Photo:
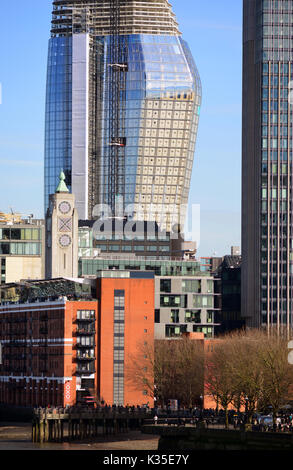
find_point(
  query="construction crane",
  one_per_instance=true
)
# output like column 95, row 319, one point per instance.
column 116, row 73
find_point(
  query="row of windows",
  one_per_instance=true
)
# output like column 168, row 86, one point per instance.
column 20, row 234
column 133, row 248
column 26, row 249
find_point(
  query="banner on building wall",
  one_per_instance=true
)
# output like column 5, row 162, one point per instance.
column 67, row 393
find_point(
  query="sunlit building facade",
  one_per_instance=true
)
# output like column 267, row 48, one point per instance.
column 267, row 237
column 158, row 114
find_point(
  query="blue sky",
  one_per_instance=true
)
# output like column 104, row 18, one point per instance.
column 213, row 30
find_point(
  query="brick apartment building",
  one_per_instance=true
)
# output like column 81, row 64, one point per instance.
column 62, row 340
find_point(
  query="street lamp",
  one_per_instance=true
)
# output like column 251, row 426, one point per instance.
column 246, row 408
column 201, row 406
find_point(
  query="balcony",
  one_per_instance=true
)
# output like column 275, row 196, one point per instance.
column 86, row 330
column 82, row 369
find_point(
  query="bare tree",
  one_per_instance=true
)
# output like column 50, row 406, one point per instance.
column 172, row 370
column 218, row 377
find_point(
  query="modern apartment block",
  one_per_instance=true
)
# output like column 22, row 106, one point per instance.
column 184, row 304
column 22, row 243
column 48, row 342
column 186, row 298
column 122, row 109
column 267, row 238
column 63, row 340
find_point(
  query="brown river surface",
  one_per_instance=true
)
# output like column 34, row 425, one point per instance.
column 17, row 436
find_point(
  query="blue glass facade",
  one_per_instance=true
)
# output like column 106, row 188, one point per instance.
column 58, row 123
column 160, row 113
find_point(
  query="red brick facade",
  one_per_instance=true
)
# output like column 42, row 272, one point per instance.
column 39, row 352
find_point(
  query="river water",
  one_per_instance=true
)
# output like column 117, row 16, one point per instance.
column 15, row 436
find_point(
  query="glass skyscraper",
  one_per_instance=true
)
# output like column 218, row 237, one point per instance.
column 158, row 113
column 267, row 238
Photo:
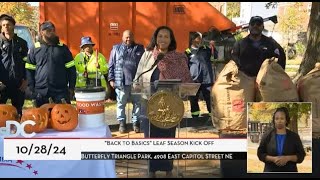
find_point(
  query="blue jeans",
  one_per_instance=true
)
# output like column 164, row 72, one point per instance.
column 123, row 96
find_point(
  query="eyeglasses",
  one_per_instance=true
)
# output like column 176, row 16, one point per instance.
column 259, row 23
column 256, row 20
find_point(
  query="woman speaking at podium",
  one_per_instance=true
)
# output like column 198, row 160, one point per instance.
column 281, row 149
column 160, row 61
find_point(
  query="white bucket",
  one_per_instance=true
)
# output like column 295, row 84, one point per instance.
column 90, row 106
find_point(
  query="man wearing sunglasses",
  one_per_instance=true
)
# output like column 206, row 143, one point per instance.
column 250, row 52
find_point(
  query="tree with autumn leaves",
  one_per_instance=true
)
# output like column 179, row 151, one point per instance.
column 22, row 12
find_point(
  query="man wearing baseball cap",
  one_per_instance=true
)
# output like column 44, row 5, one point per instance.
column 87, row 66
column 250, row 52
column 50, row 68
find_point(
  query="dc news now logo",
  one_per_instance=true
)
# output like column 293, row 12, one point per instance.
column 8, row 131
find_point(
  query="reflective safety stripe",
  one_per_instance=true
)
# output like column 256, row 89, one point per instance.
column 30, row 66
column 195, row 113
column 69, row 64
column 37, row 45
column 91, row 74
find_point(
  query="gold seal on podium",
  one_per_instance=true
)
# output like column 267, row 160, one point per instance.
column 165, row 109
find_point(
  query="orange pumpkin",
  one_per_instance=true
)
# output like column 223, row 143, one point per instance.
column 48, row 107
column 7, row 112
column 39, row 115
column 64, row 117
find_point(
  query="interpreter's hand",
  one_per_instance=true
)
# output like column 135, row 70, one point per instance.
column 2, row 86
column 281, row 160
column 112, row 84
column 24, row 85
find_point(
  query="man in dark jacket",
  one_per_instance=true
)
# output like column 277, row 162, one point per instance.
column 123, row 64
column 250, row 52
column 50, row 68
column 201, row 71
column 13, row 53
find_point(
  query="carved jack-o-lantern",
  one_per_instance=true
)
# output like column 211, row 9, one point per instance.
column 48, row 107
column 7, row 112
column 39, row 115
column 64, row 117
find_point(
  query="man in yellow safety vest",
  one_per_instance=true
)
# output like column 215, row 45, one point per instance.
column 89, row 67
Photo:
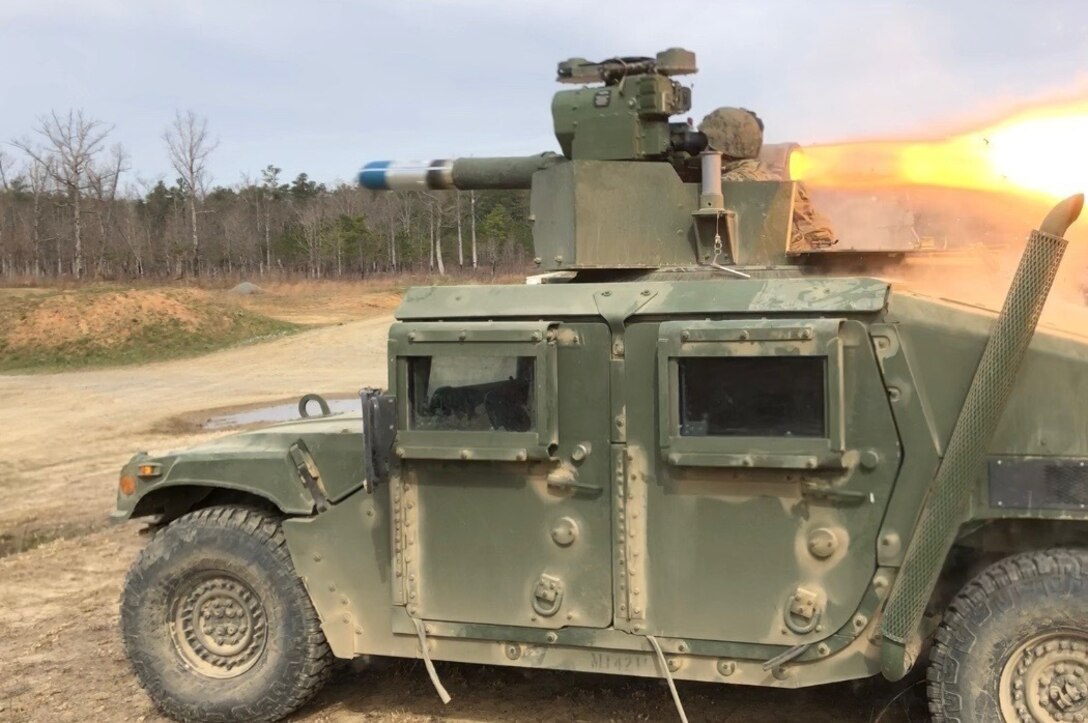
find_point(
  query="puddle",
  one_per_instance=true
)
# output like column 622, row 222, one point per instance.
column 279, row 412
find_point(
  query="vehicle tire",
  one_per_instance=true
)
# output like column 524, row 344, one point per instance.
column 217, row 623
column 1013, row 645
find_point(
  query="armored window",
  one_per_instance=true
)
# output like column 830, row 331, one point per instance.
column 752, row 397
column 471, row 394
column 764, row 393
column 474, row 390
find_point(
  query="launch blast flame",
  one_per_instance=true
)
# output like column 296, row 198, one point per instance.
column 1041, row 152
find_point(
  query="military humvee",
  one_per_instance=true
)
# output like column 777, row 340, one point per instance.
column 688, row 455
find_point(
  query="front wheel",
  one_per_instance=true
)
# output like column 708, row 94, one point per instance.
column 217, row 623
column 1013, row 645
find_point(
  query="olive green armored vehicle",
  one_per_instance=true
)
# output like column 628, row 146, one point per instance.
column 687, row 453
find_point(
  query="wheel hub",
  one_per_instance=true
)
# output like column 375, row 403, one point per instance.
column 219, row 625
column 1047, row 680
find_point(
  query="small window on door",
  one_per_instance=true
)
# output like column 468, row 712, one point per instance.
column 752, row 397
column 471, row 394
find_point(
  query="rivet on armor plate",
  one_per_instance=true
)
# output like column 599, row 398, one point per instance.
column 823, row 543
column 565, row 532
column 870, row 459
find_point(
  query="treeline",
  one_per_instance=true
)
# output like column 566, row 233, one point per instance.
column 71, row 208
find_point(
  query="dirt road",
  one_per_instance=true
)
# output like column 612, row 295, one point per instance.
column 62, row 440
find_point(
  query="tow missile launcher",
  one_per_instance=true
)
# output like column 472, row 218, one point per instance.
column 702, row 457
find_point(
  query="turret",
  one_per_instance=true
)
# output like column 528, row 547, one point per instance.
column 631, row 188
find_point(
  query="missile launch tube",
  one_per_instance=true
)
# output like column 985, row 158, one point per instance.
column 462, row 173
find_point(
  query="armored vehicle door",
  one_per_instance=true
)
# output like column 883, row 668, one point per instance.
column 502, row 510
column 762, row 455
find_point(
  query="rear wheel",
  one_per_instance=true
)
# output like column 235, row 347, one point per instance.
column 1013, row 645
column 217, row 623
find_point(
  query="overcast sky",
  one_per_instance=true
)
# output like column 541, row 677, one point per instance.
column 321, row 86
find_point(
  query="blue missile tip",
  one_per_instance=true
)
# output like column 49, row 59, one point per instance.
column 372, row 175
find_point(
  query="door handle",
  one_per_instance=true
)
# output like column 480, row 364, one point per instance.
column 565, row 476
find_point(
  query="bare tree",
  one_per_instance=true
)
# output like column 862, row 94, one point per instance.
column 104, row 182
column 270, row 187
column 38, row 175
column 8, row 258
column 72, row 145
column 189, row 146
column 472, row 206
column 460, row 245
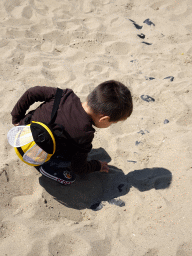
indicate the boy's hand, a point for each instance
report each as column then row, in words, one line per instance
column 104, row 167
────────────────────
## Problem
Reproduce the rows verbatim from their beginning through the line containing "column 158, row 114", including that line. Omit the pictures from your reproduction.

## Expected answer
Photo:
find_point(
  query="construction crane",
  one_per_instance=true
)
# output like column 95, row 319, one point per instance.
column 116, row 73
find_point(
  query="row of windows",
  one_per_instance=true
)
# output like column 168, row 86, one point per instance.
column 20, row 234
column 133, row 248
column 26, row 249
find_point(
  query="banner on building wall",
  one_per_instance=true
)
# output like column 5, row 162, one point per instance.
column 67, row 393
find_point(
  query="sunlit building facade",
  one_per_instance=true
)
# output like column 267, row 48, one point per instance.
column 267, row 237
column 158, row 114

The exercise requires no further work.